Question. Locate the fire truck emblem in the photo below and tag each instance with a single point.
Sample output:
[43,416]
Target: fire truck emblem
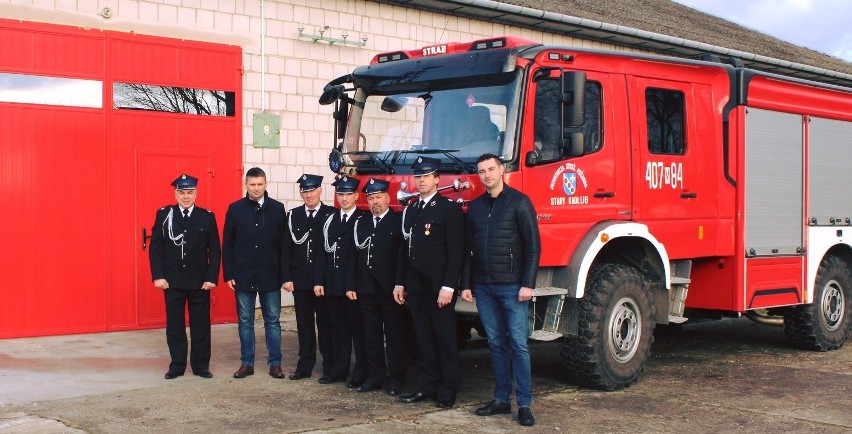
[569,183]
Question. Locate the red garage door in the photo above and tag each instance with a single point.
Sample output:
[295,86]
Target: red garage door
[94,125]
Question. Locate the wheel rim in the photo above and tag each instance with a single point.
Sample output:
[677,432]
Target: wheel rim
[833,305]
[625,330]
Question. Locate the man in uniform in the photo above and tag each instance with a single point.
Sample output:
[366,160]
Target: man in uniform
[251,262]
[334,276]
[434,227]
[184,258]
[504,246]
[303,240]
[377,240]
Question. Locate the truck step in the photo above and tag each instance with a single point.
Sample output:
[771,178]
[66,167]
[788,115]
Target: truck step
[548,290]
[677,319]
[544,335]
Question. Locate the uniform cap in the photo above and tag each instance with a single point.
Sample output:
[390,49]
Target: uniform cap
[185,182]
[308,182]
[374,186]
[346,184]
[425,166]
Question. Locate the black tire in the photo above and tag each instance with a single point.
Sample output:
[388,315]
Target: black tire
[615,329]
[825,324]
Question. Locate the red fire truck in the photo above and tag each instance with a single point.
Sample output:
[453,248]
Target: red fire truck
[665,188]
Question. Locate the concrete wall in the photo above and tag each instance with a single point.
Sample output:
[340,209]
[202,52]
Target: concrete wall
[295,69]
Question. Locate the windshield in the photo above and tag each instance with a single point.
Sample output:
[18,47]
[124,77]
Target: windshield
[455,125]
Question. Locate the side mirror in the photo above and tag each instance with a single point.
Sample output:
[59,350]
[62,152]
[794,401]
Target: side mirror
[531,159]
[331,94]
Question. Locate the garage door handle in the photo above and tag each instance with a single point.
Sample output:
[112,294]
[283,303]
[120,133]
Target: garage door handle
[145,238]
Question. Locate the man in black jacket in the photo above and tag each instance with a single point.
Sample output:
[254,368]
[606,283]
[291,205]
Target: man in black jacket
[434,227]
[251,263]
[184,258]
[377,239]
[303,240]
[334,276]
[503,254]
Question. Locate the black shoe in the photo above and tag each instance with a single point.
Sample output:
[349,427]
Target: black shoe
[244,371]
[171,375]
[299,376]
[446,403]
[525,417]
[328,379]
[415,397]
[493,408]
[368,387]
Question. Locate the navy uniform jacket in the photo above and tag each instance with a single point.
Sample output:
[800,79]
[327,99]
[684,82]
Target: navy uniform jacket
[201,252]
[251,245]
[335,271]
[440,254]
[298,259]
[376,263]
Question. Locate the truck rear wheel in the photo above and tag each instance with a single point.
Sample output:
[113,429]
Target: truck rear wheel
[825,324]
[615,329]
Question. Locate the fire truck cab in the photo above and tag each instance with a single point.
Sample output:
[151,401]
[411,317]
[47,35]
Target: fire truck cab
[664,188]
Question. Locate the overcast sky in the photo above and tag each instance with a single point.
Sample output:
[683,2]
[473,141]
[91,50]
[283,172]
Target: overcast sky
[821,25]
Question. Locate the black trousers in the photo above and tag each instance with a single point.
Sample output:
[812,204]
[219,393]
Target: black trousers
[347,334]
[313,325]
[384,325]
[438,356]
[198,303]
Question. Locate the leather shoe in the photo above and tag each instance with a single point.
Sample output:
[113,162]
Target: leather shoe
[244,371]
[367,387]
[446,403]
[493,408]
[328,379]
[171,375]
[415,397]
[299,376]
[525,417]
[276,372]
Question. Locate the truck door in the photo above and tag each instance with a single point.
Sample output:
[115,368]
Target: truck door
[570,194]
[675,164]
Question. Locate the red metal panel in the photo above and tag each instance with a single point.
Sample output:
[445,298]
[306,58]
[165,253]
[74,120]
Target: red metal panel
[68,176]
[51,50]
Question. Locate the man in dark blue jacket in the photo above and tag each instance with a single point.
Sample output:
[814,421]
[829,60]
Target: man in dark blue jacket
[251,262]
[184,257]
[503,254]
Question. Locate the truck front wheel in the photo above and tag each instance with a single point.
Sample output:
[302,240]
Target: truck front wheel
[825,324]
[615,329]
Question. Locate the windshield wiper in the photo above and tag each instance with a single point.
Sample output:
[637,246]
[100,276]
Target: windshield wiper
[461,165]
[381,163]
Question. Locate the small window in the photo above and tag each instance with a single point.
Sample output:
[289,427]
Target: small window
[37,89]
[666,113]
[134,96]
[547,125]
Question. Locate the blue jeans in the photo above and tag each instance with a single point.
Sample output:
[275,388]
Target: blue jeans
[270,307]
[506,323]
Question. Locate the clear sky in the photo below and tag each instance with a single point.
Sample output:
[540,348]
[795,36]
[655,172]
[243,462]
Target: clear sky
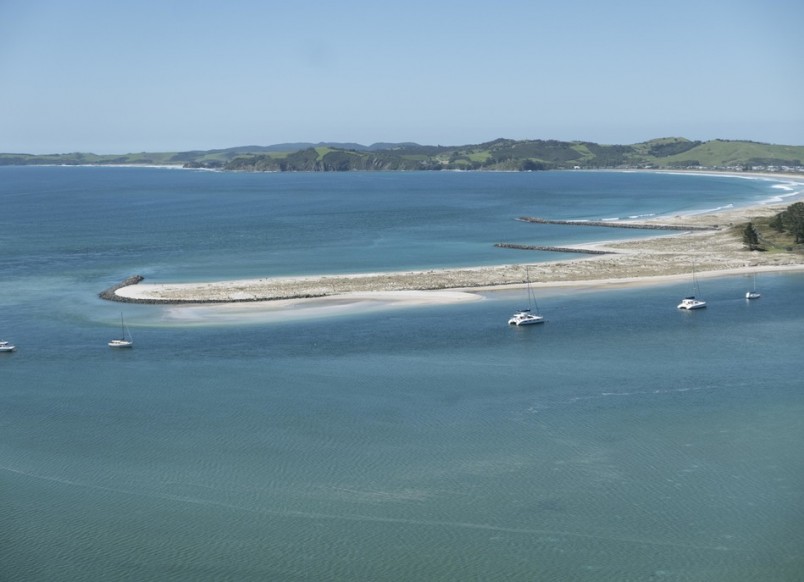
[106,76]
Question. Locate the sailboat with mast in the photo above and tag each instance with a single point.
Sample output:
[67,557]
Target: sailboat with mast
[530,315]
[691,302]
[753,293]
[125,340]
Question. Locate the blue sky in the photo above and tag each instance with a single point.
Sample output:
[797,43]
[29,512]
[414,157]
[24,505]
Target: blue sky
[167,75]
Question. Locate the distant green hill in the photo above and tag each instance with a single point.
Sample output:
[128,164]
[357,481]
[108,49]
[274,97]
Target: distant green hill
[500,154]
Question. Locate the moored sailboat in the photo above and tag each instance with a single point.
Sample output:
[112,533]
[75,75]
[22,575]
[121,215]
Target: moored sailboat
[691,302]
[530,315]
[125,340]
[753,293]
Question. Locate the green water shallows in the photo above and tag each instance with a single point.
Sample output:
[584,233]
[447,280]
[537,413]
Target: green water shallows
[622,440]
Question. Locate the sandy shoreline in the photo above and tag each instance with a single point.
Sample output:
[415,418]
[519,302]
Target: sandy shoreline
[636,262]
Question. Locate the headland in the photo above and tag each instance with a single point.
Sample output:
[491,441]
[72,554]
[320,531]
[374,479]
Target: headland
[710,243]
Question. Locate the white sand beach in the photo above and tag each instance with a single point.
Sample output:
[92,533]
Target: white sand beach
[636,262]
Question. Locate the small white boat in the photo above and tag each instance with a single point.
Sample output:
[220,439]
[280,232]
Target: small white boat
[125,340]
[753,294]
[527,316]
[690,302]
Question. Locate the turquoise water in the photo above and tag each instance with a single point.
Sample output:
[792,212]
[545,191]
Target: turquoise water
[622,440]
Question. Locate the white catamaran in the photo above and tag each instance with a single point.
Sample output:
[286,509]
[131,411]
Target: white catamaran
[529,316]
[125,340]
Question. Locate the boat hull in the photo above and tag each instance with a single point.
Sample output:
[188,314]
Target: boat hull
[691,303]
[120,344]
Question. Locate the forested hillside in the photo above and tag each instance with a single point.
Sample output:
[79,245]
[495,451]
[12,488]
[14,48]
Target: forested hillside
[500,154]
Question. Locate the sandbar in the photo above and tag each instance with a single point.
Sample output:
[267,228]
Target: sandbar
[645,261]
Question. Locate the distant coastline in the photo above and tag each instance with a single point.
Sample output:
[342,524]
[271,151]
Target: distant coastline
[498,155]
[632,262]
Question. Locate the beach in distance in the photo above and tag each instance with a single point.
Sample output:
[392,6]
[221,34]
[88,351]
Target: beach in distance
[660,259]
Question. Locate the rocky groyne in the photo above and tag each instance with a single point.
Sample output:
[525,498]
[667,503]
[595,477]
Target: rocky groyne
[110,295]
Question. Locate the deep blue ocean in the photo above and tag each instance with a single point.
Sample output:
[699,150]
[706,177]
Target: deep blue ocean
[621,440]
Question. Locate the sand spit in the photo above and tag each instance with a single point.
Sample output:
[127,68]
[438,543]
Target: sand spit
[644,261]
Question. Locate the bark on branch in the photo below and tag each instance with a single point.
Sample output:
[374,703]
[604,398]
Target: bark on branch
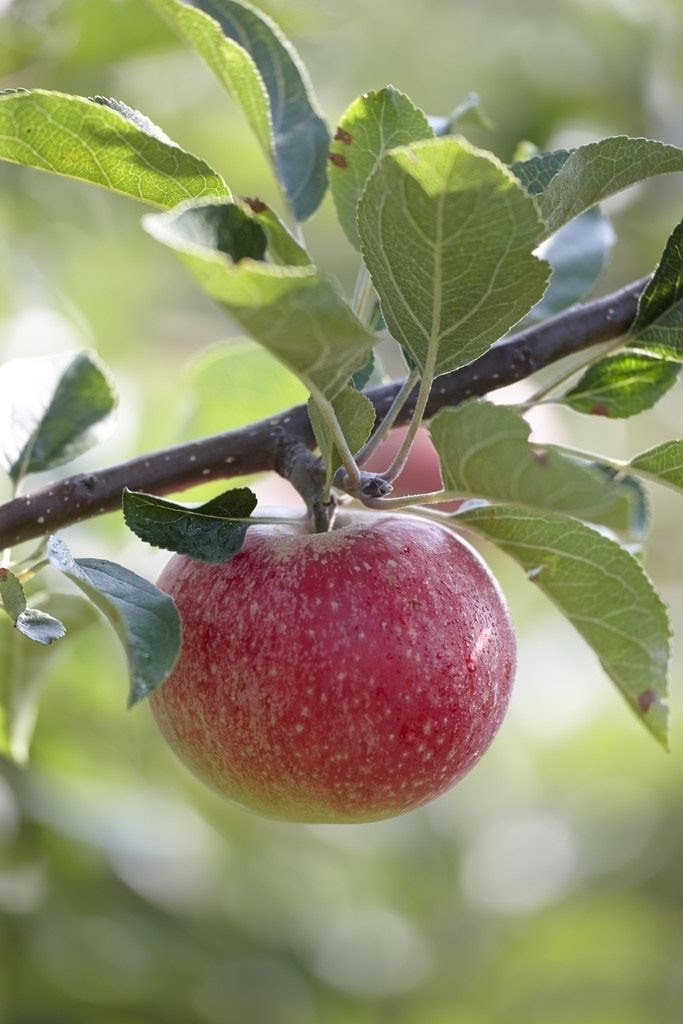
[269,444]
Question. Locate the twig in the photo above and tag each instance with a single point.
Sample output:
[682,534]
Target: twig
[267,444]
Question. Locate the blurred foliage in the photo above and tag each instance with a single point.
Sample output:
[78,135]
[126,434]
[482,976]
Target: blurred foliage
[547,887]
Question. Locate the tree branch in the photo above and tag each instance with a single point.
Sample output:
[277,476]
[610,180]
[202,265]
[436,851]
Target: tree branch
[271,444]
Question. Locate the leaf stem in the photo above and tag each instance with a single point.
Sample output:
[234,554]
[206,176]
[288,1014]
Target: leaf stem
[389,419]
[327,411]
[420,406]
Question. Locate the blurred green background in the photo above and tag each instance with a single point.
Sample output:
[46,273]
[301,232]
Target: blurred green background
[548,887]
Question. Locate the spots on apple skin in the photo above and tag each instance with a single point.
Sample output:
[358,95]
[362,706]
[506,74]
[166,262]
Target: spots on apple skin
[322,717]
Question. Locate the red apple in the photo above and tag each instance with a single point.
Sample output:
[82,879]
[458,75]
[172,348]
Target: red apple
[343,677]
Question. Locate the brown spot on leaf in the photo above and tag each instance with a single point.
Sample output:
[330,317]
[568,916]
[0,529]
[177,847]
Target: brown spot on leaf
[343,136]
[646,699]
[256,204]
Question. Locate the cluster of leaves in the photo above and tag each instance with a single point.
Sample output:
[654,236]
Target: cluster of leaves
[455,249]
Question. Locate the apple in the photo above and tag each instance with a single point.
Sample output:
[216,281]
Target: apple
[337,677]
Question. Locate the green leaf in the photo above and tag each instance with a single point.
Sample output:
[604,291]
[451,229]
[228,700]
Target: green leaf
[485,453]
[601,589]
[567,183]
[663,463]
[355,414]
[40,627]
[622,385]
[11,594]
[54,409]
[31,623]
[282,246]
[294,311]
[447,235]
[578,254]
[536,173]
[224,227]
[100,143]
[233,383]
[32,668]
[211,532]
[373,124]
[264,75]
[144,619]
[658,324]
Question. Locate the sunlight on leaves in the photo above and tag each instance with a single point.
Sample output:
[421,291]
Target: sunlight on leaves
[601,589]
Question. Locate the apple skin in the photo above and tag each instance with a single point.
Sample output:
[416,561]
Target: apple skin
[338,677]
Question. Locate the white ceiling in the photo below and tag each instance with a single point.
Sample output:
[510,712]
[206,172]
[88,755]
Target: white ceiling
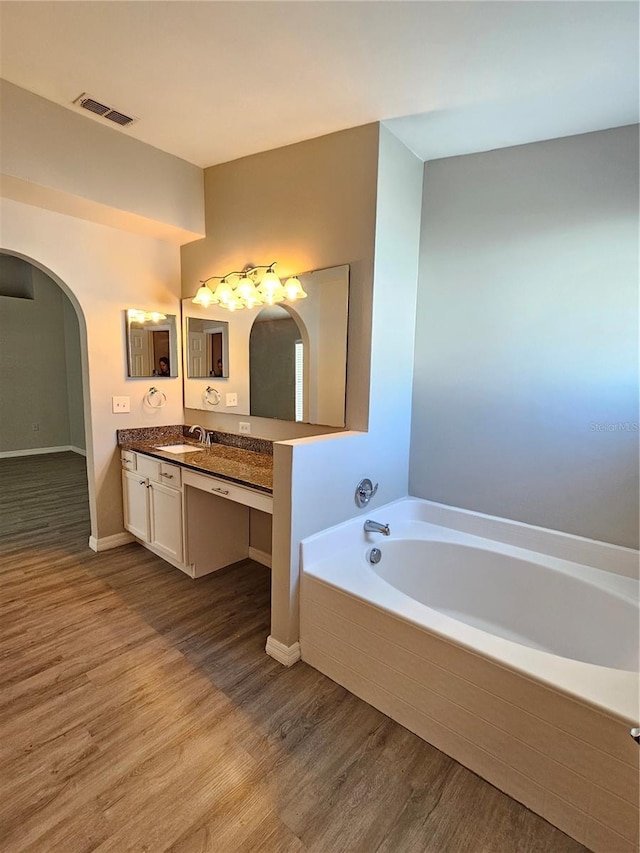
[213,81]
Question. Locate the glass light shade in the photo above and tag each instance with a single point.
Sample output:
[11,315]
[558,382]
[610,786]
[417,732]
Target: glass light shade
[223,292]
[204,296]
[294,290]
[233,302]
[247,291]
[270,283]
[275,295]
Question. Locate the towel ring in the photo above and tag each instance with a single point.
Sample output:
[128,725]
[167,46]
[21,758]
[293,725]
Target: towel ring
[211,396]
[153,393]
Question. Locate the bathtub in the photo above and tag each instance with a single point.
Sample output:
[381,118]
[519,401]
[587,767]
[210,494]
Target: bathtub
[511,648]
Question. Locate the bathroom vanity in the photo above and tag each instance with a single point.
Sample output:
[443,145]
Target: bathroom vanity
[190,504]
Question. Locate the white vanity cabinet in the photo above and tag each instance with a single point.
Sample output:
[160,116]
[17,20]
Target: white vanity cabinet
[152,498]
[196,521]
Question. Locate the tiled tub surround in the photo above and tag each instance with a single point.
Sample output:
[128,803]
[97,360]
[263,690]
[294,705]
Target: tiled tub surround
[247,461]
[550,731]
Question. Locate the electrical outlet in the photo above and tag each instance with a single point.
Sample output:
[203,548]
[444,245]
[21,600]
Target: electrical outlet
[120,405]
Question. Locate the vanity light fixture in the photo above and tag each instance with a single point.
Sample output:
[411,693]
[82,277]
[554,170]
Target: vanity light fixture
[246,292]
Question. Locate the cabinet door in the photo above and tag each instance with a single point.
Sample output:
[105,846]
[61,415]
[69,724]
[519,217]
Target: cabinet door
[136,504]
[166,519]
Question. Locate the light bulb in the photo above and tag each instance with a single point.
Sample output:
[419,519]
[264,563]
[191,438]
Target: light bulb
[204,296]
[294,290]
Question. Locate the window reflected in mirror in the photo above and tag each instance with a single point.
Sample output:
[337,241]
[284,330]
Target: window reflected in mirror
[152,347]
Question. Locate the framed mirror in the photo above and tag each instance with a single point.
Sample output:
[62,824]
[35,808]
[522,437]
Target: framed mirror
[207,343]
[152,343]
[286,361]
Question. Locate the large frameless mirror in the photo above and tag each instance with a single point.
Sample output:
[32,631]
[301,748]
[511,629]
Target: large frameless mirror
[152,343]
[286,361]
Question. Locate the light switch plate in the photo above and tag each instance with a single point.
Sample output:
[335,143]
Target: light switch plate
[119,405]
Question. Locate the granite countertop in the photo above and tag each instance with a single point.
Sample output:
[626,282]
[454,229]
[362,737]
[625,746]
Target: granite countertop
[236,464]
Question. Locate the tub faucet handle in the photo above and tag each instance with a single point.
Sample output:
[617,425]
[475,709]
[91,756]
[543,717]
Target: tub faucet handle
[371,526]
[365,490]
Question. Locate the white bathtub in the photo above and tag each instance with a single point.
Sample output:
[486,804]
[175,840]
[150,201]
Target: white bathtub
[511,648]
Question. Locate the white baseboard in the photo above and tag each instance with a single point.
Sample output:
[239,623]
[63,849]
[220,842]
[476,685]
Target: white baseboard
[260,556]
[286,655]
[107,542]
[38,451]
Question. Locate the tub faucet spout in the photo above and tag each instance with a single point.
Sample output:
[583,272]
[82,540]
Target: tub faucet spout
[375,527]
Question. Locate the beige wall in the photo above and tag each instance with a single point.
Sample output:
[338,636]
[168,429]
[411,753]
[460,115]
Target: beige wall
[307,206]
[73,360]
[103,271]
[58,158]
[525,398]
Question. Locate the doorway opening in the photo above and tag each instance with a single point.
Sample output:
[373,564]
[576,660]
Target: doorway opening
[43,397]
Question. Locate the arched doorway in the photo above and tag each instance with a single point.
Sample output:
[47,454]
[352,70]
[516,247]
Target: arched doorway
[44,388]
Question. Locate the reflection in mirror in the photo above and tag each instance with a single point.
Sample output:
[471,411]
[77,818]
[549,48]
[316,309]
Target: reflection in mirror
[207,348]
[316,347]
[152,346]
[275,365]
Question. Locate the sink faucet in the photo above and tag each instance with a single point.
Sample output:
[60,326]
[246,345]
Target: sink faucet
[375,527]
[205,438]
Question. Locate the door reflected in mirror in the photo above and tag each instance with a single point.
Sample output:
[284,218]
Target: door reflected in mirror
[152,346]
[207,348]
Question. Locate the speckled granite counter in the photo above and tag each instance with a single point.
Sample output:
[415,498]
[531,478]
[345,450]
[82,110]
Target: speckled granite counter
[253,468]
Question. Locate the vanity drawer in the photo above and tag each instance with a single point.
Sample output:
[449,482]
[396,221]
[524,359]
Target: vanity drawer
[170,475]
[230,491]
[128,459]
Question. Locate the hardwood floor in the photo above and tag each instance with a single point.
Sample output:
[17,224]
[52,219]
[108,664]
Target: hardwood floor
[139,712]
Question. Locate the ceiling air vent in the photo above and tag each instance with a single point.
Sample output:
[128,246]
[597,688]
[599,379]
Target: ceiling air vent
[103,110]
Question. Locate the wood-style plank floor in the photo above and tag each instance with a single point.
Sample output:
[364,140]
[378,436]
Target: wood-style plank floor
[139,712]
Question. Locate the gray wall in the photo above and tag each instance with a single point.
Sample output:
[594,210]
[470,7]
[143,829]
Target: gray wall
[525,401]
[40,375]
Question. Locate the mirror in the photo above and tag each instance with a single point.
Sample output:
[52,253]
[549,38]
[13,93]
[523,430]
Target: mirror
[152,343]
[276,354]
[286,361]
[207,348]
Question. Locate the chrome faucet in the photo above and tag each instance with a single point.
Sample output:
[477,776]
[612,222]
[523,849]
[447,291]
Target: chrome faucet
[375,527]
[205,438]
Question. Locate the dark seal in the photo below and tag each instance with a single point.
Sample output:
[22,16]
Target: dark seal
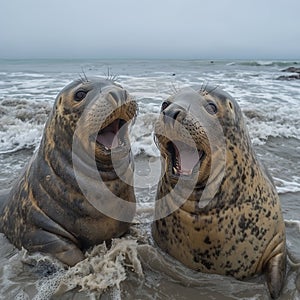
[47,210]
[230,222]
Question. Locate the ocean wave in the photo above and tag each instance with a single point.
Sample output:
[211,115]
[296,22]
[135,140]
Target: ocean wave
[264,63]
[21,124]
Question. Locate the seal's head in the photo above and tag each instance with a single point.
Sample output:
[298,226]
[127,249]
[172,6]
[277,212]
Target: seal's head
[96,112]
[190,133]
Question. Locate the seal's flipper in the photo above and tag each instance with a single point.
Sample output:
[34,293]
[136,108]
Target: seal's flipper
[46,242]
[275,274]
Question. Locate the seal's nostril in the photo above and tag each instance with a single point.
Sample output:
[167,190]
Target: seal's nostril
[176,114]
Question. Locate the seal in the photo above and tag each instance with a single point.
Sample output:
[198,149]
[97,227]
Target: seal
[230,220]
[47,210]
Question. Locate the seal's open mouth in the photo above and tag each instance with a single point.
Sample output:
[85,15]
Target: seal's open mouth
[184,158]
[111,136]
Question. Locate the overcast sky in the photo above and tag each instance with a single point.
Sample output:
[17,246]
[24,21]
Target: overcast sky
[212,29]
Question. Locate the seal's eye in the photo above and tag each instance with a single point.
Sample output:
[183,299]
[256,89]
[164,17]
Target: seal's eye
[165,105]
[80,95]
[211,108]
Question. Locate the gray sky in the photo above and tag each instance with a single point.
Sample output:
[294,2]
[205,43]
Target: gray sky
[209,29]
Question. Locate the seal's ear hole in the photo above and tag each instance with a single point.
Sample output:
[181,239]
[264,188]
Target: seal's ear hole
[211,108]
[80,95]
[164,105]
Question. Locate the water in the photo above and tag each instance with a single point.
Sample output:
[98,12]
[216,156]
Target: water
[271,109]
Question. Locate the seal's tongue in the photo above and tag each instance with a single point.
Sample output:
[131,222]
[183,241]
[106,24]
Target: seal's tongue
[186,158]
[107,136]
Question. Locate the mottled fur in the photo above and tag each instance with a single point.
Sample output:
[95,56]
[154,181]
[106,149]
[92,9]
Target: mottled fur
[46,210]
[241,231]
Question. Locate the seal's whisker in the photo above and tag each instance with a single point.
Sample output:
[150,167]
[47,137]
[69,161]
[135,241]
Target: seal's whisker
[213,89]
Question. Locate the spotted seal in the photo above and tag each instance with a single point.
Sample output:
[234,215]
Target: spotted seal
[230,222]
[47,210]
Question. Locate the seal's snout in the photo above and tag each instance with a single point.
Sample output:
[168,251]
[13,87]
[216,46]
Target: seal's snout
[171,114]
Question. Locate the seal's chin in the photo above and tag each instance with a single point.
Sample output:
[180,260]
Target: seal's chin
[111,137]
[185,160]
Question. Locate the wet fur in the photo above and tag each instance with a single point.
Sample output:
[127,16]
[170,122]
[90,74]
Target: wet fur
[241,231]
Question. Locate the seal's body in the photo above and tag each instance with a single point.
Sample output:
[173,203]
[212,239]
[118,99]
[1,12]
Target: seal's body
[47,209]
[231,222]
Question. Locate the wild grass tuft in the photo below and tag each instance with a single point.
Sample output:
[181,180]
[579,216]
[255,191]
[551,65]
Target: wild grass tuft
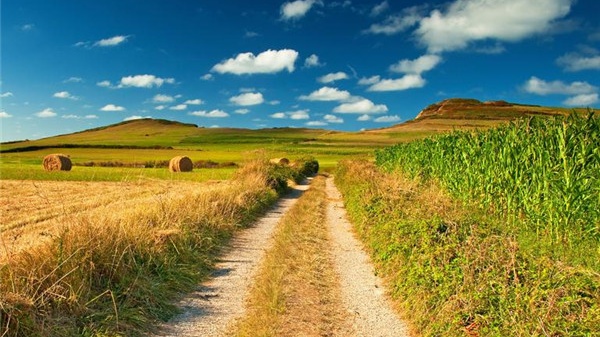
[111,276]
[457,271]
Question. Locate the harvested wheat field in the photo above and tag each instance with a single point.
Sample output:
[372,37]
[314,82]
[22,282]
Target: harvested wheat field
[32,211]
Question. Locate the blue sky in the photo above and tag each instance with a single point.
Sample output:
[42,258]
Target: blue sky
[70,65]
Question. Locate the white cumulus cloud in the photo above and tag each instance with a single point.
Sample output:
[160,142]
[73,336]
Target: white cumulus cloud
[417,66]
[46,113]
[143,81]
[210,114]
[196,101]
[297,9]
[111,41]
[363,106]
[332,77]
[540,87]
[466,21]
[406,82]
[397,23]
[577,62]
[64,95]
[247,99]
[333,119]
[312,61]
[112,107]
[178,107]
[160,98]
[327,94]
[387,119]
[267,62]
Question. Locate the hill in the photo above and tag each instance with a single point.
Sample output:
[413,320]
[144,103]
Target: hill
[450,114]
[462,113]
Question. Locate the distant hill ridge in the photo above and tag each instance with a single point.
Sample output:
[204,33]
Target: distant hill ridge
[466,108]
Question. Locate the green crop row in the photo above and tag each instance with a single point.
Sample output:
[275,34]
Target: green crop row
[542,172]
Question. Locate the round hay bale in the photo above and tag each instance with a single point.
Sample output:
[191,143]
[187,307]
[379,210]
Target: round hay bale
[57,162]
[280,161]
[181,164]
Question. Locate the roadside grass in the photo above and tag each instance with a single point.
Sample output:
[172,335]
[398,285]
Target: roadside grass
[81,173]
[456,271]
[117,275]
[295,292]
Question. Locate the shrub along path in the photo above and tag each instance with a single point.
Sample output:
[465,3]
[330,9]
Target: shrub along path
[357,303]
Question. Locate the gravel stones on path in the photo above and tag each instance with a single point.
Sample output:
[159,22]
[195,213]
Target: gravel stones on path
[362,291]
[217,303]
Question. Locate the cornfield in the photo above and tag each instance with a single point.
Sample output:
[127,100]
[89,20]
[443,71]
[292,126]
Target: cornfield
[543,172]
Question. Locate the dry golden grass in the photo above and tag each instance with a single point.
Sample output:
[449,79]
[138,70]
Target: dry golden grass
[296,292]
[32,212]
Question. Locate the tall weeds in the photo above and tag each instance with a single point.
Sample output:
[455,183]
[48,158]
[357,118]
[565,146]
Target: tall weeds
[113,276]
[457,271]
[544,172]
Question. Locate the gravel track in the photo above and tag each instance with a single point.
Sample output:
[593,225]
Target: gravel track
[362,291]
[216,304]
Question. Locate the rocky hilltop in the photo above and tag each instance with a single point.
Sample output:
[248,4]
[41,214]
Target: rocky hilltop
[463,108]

◆ ◆ ◆ ◆ ◆

> [Task to carry out] Which lines of the entries above contain the string "below"? Copy each one.

> [Solution to the problem]
Question. Locate the fire truck emblem in the photo below and tag each instance with a single point.
Question. Locate the clear sky in the photo below and tag each instance with a single point.
Question. Locate the bark on branch in the photo below and tag each instance with a single point.
Question. Locate the white ceiling in the photo below and tag each instance with a single point.
Question. Locate the dark seal in the photo below and tag each instance with a single point.
Question. Locate the wild grass tuft in the photo below and tag each instance with a single point.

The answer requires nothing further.